Work instructions:
If an entry holds a picture, leave the picture out and output everything else exactly.

Source information:
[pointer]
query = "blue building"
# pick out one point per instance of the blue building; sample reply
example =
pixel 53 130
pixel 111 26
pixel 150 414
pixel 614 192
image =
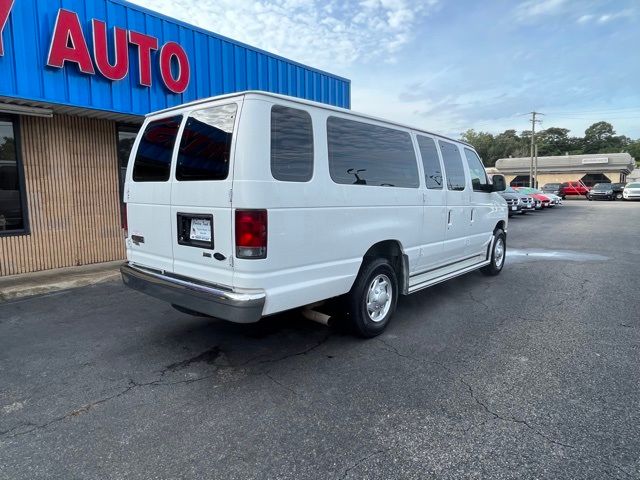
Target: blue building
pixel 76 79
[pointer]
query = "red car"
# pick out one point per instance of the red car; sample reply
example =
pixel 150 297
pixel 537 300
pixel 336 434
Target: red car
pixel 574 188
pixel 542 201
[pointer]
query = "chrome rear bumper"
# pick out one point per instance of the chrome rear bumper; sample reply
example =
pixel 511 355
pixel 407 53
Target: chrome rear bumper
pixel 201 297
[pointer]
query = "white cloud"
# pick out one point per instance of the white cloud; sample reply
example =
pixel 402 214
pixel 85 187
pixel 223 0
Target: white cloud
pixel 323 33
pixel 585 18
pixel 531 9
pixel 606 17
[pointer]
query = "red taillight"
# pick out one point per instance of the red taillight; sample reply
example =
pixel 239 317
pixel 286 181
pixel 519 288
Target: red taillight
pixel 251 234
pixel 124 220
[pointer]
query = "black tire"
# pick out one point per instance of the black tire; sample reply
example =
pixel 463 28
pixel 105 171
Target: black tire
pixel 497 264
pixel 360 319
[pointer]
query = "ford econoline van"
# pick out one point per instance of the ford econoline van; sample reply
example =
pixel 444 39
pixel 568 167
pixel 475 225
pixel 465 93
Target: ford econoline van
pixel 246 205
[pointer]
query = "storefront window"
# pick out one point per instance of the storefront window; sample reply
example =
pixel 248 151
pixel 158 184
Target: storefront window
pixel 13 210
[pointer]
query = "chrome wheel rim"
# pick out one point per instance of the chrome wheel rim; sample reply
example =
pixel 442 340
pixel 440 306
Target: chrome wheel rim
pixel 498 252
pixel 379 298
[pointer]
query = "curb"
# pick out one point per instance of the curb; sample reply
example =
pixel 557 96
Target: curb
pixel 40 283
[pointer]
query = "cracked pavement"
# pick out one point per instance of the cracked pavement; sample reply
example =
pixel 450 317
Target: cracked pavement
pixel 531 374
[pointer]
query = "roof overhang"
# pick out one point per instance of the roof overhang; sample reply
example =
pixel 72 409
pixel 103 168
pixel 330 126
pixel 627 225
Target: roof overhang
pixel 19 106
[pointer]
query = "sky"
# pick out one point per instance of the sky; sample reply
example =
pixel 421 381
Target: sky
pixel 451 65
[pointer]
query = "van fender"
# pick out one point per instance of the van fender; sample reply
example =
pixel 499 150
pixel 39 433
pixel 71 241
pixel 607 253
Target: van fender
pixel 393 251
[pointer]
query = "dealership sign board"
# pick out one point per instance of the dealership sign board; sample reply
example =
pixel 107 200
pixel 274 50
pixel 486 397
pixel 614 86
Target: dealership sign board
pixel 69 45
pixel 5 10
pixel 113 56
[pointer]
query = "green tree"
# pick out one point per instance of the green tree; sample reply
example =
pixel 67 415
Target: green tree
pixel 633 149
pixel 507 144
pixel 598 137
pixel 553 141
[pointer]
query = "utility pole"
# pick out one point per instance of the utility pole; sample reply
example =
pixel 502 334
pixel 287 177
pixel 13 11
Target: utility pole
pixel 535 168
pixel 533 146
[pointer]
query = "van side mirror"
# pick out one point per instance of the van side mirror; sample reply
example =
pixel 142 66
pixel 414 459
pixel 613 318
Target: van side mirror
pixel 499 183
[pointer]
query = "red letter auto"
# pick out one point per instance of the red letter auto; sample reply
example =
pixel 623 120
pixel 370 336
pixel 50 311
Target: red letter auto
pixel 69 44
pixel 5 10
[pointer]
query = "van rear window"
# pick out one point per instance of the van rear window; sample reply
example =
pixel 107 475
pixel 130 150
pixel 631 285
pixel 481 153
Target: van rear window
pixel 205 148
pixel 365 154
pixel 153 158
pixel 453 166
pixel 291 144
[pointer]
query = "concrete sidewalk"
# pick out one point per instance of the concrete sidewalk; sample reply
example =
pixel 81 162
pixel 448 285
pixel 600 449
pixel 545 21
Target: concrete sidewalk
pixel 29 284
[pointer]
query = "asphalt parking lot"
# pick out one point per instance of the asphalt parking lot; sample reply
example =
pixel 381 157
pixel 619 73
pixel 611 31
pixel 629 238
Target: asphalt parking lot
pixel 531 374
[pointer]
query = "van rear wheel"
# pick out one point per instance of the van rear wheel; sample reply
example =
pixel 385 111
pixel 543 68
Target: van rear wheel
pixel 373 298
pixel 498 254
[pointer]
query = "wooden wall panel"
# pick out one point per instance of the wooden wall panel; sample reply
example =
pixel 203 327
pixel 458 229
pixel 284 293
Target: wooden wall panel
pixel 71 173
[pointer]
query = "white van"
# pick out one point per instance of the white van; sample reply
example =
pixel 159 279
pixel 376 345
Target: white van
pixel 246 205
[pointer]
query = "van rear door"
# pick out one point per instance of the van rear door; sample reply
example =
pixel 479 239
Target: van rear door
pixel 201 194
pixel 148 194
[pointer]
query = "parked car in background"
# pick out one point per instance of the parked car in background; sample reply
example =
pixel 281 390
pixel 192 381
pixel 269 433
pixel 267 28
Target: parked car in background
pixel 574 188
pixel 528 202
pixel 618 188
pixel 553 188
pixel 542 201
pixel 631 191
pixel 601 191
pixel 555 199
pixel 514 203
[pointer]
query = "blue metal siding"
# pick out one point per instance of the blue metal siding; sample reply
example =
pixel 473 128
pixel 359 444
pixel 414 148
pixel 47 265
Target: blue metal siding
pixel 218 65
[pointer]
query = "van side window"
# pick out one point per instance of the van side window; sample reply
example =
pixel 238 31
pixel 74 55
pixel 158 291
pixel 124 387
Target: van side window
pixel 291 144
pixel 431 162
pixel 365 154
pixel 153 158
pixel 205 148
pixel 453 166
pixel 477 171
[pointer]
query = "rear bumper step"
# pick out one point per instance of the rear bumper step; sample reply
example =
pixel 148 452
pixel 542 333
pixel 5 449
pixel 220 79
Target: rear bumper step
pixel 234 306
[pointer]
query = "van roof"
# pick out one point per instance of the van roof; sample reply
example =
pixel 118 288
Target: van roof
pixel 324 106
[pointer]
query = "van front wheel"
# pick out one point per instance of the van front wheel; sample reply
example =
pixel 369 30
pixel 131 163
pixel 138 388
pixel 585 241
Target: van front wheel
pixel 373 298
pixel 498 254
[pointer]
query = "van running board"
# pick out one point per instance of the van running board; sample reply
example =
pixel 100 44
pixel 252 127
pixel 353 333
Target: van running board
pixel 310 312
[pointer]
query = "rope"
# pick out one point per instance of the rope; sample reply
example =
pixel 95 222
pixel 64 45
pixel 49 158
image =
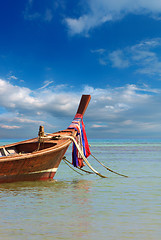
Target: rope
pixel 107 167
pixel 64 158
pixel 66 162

Answer space:
[pointer]
query = "blue building"
# pick out one point per instance of the blue building; sample reply
example =
pixel 53 130
pixel 111 26
pixel 150 414
pixel 614 192
image =
Target: blue building
pixel 76 79
[pointer]
query = "red car"
# pick out one point per instance of the red car; sample reply
example =
pixel 150 297
pixel 537 300
pixel 336 434
Target: red car
pixel 574 188
pixel 542 201
[pointer]
query = "chrome rear bumper"
# pick out one point per instance of the chrome rear bumper; sample reply
example =
pixel 511 355
pixel 407 53
Target: chrome rear bumper
pixel 201 297
[pointer]
query = "white cloud"
# pick out one point per instance of the white cloud; sample reply
example =
pixel 402 214
pixel 85 187
pixel 223 0
Target: white cloud
pixel 323 33
pixel 585 18
pixel 531 9
pixel 606 17
[pointer]
query = "red taillight"
# pick out one point per instance of the red taillight; sample reply
example =
pixel 239 317
pixel 286 181
pixel 519 288
Target: red taillight
pixel 251 234
pixel 124 220
[pointer]
query = "black tire"
# pick out one point per instance of the black tire; sample reply
example =
pixel 463 28
pixel 105 171
Target: black tire
pixel 497 264
pixel 360 319
[pointer]
query = "ford econoline van"
# pick out one point per instance of the ford econoline van; sample reply
example =
pixel 444 39
pixel 568 167
pixel 475 225
pixel 465 93
Target: ford econoline van
pixel 246 205
[pointer]
query = "storefront window"
# pick out one point per instance of the storefront window; sample reply
example =
pixel 248 151
pixel 158 184
Target: storefront window
pixel 13 210
[pointer]
query = "chrome wheel rim"
# pick out one point per instance of the chrome wheel rim; sample reply
example =
pixel 442 340
pixel 440 306
Target: chrome wheel rim
pixel 498 252
pixel 379 298
[pointer]
query = "curb"
# pick out one point per instance of the curb; sample reply
example =
pixel 557 96
Target: curb
pixel 40 283
[pointer]
query = "cracked pavement"
# pick out one point per instance of the cracked pavement; sample reply
example =
pixel 450 317
Target: cracked pavement
pixel 531 374
[pointer]
query = "roof overhang"
# pick out one point per instance of the roof overhang; sample reply
example =
pixel 72 409
pixel 103 168
pixel 330 126
pixel 627 225
Target: roof overhang
pixel 19 106
[pointer]
query = "sky"
# pick out one point per instance of the sky; sample reply
example =
pixel 421 381
Target: sky
pixel 451 65
[pointer]
query = "van fender"
# pick out one point per instance of the van fender; sample reply
example =
pixel 499 150
pixel 39 433
pixel 71 241
pixel 607 253
Target: van fender
pixel 393 251
[pointer]
query = "dealership sign board"
# pick out one point per instance of the dealership sign board; sample reply
example =
pixel 107 200
pixel 274 50
pixel 486 397
pixel 614 86
Target: dealership sign board
pixel 69 45
pixel 5 10
pixel 113 56
[pointer]
query = "green tree"
# pick out one point per instance of the green tree; sample reply
example =
pixel 67 415
Target: green tree
pixel 633 149
pixel 507 144
pixel 598 137
pixel 553 141
[pointer]
query = "utility pole"
# pick out one point per instance of the utility pole; sample reply
example =
pixel 502 334
pixel 287 177
pixel 13 11
Target: utility pole
pixel 535 168
pixel 533 146
[pointer]
query = "van side mirror"
# pick out one point per instance of the van side mirror; sample reply
example =
pixel 142 66
pixel 414 459
pixel 613 318
Target: van side mirror
pixel 499 183
[pointer]
query = "red letter auto"
# pick out one point per instance of the red letter auto; sample reply
example =
pixel 623 120
pixel 370 336
pixel 50 311
Target: red letter auto
pixel 69 44
pixel 5 10
[pointer]
query = "van rear window"
# pick out one point per instance of the van rear window; sample reply
example =
pixel 107 475
pixel 130 150
pixel 631 285
pixel 481 153
Target: van rear window
pixel 205 148
pixel 365 154
pixel 153 158
pixel 453 166
pixel 291 144
[pointer]
query = "concrete sidewalk"
# pick out one point per instance of the concrete sidewalk; sample reply
example =
pixel 81 162
pixel 448 285
pixel 600 449
pixel 545 21
Target: concrete sidewalk
pixel 29 284
[pointer]
query = "asphalt parking lot"
# pick out one point per instance of the asphalt parking lot; sample reply
example =
pixel 381 157
pixel 619 73
pixel 611 31
pixel 629 238
Target: asphalt parking lot
pixel 531 374
[pointer]
query = "van rear wheel"
# pick out one point per instance of the van rear wheel; sample reply
example =
pixel 385 111
pixel 543 68
Target: van rear wheel
pixel 373 298
pixel 498 254
[pointer]
query = "wooden wall panel"
# pick out one point per instance of the wooden wall panel; sample reply
example =
pixel 203 327
pixel 458 229
pixel 284 293
Target: wooden wall panel
pixel 71 173
[pointer]
query = "white van"
# pick out one point per instance of the white van; sample reply
example =
pixel 159 279
pixel 376 345
Target: white van
pixel 246 205
[pointer]
query = "van rear door"
# pick out one point per instance of the van rear door; sample reply
example =
pixel 479 239
Target: van rear door
pixel 201 194
pixel 148 194
[pointer]
query = "parked car in background"
# pick out one point per instance of the parked car in background; sample reply
example =
pixel 281 390
pixel 192 381
pixel 269 433
pixel 267 28
Target: parked car in background
pixel 574 188
pixel 528 202
pixel 618 188
pixel 553 188
pixel 542 201
pixel 631 191
pixel 601 191
pixel 555 199
pixel 514 203
[pointer]
query = "blue metal siding"
# pick out one point per instance of the blue metal siding; sample reply
example =
pixel 473 128
pixel 359 444
pixel 414 148
pixel 47 265
Target: blue metal siding
pixel 218 65
[pointer]
query = "van side window"
# pick out one point per instance of the van side window; sample reply
example =
pixel 238 31
pixel 74 55
pixel 158 291
pixel 124 387
Target: van side window
pixel 291 144
pixel 431 162
pixel 365 154
pixel 153 158
pixel 205 148
pixel 453 166
pixel 477 171
[pointer]
query = "rear bumper step"
# pick out one point per instance of the rear bumper step; sample reply
example =
pixel 148 452
pixel 542 333
pixel 5 449
pixel 220 79
Target: rear bumper step
pixel 234 306
[pointer]
query = "van roof"
# pick out one point per instance of the van roof; sample reply
example =
pixel 118 288
Target: van roof
pixel 324 106
[pointer]
query = "van front wheel"
# pick out one point per instance of the van front wheel; sample reply
example =
pixel 369 30
pixel 131 163
pixel 138 388
pixel 585 241
Target: van front wheel
pixel 373 298
pixel 498 254
[pointer]
query = "van running board"
# pick out one point per instance of the van running board; sample reply
example =
pixel 100 44
pixel 252 127
pixel 353 333
Target: van running board
pixel 310 312
[pointer]
query = "rope"
# pick out one point per instance of the rope; sample reply
example =
pixel 95 222
pixel 64 45
pixel 49 158
image =
Target: rope
pixel 107 167
pixel 64 158
pixel 66 162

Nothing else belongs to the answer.